Extract

Search code examples
rrvest

Downloaded tabular data contains unexpected results


I'm trying to download some tabular data from the website https://econservation.jrc.ec.europa.eu/recordeddonors?title_selective=All&field_project_year_value_selective=All using the R package rvest.

I want to download the data from the table at the bottom of the website, but to access all of it, you have to click through the table with the "next" button below the table.

The URL behind the "next" button leads to https://econservation.jrc.ec.europa.eu/recordeddonors?title_selective=All&field_project_year_value_selective=All&page=1.

So in order to download the first two partitions, I would use this code:

library(rvest)

link_base <- https://econservation.jrc.ec.europa.eu/recordeddonors?title_selective=All&field_project_year_value_selective=All
link_base_page <- https://econservation.jrc.ec.europa.eu/recordeddonors?title_selective=All&field_project_year_value_selective=All&page=
 
get_content <- function(page_url) {
  print(page_url)

  econversation_page <- read_html(page_url)
  tbl_content <- econversation_page %>%
    html_nodes(xpath='//*[@id="views-aggregator-datatable"]') %>%
    html_table()

  return(tbl_content [[1]])
}

urls <- c(
  link_base,
  paste0(link_base_page, 1)
)

tables <- lapply(urls, get_content)

However, tables[[1]] and tables[[2]] both contain the same data. The second link somehow does not lead to the second partition of the table.

Any ideas what I'm missing here?


Solution

  • Next button triggers an Ajax POST call, to mimic it we may use httr / httr2. Ajax response is a JSON with an embedded HTML table, so rvest still gets some use. Regarding dataset, all of those donors should also have a decent database with API interface or at least with an option to export.

    Example bellow collects first 5 pages / 50 records in total, out of 3105.

    library(httr2)
    library(purrr)
    library(rvest)
    library(dplyr)
    
    get_page <- function(page){
      # Ajax POST call to fetch a page of 10 results, 
      # Returns JSON response with html table
      html <- request("https://econservation.jrc.ec.europa.eu/views/ajax") %>% 
        req_url_query(`title_selective` = "All", `field_project_year_value_selective` = "All") %>% 
        req_body_form(
          `page` = page,
          `view_name` = "donors_page",
          `view_display_id` = "page_2",
          `view_args` = "",
          `view_path` = "recordeddonors",
          `view_base_path` = "testluca",
          `pager_element` = "0",
          `title_selective` = "All",
          `field_project_year_value_selective` = "All") %>% 
        req_perform() %>% 
        resp_body_json() %>% 
        pluck(3, "data") %>% 
        minimal_html()

Record extracts
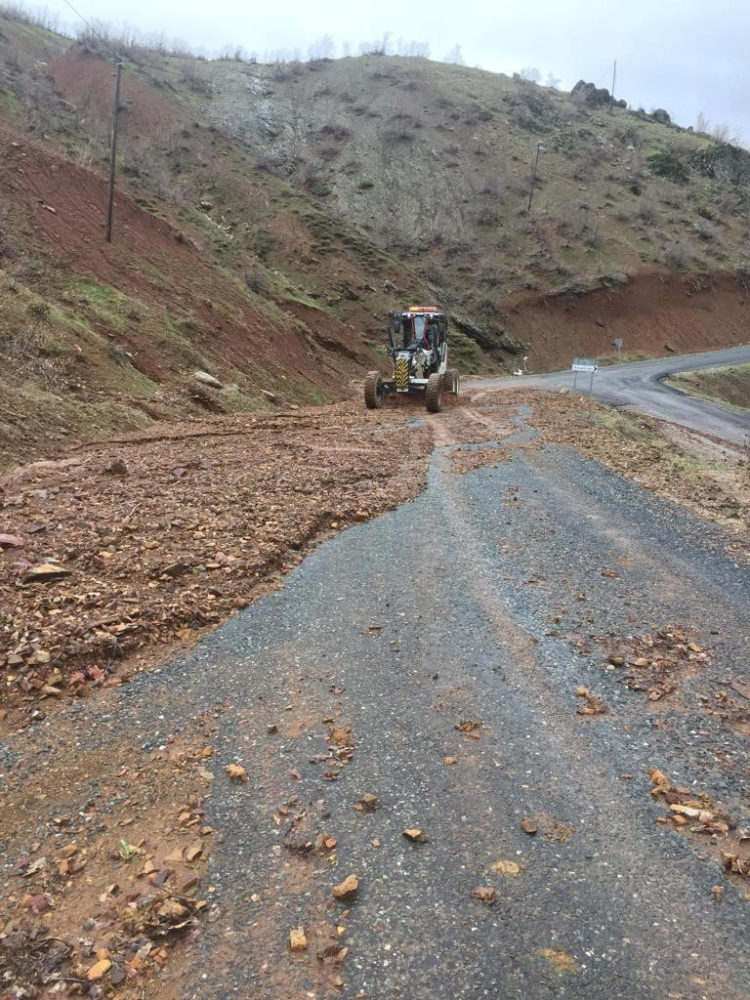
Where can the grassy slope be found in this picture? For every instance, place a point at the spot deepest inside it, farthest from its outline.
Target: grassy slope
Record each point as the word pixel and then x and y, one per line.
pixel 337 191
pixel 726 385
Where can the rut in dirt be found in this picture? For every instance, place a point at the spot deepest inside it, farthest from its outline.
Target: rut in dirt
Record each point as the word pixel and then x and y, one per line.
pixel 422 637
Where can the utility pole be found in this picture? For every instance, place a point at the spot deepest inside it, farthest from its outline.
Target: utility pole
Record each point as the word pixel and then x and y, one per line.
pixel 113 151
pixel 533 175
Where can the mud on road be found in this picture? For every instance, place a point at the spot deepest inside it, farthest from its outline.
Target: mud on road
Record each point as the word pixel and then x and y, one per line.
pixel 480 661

--

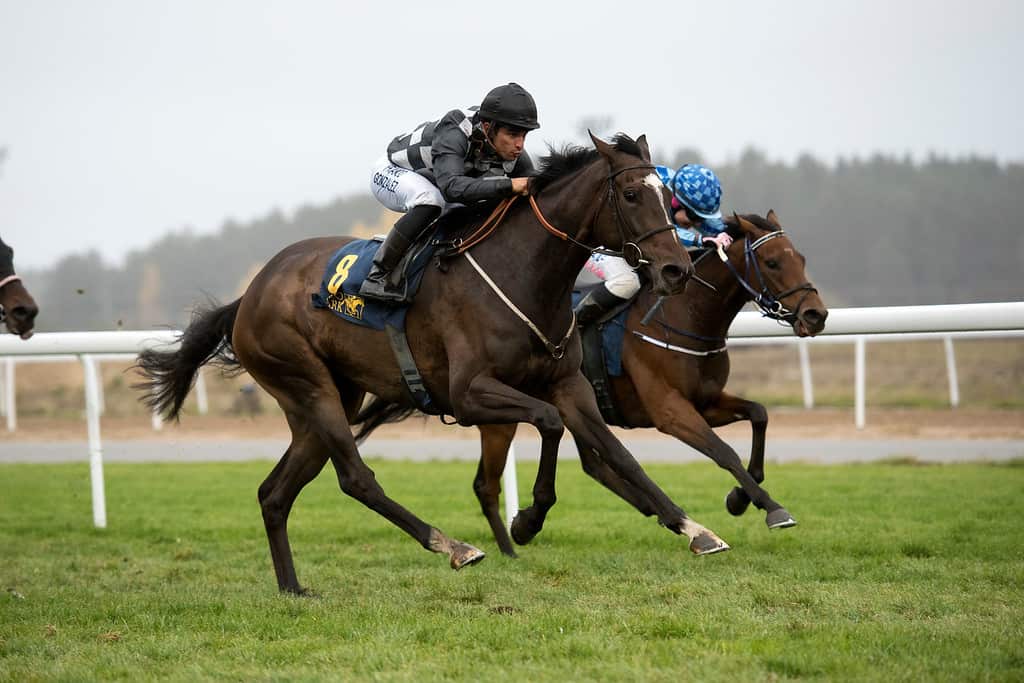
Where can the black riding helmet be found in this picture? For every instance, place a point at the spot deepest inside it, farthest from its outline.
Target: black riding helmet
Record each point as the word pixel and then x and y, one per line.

Exercise instructions
In the scraping thread, what kind of call does the "next" button trigger? Rely only on the scraping thread to answer.

Output for this task
An Ajax POST call.